▶ WRITTEN EXERCISE: Copy the items from the line with "You are given a photograph. For the defender's" up to and including the line with "You are given a photograph. For the player's", and swap "return" for "give" without changing anything else.

▶ EXERCISE INPUT:

-- BEGIN --

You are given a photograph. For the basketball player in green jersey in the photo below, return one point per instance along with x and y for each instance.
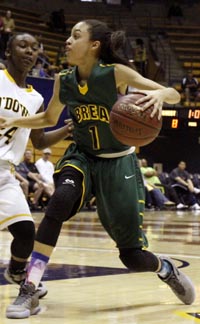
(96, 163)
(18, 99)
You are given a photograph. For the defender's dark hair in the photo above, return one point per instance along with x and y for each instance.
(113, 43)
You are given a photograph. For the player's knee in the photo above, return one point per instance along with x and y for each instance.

-- END --
-- BEGIN --

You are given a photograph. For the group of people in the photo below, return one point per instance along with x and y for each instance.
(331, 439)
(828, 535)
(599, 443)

-- END --

▶ COMPLETE OUTPUT:
You are given a photograph. For the defender's dark hair in the photo above, give one point per instance along with x and y for each instance.
(113, 43)
You are given a photograph. For the player's knee in the photo above, give one point per instance along with x and y for each instance.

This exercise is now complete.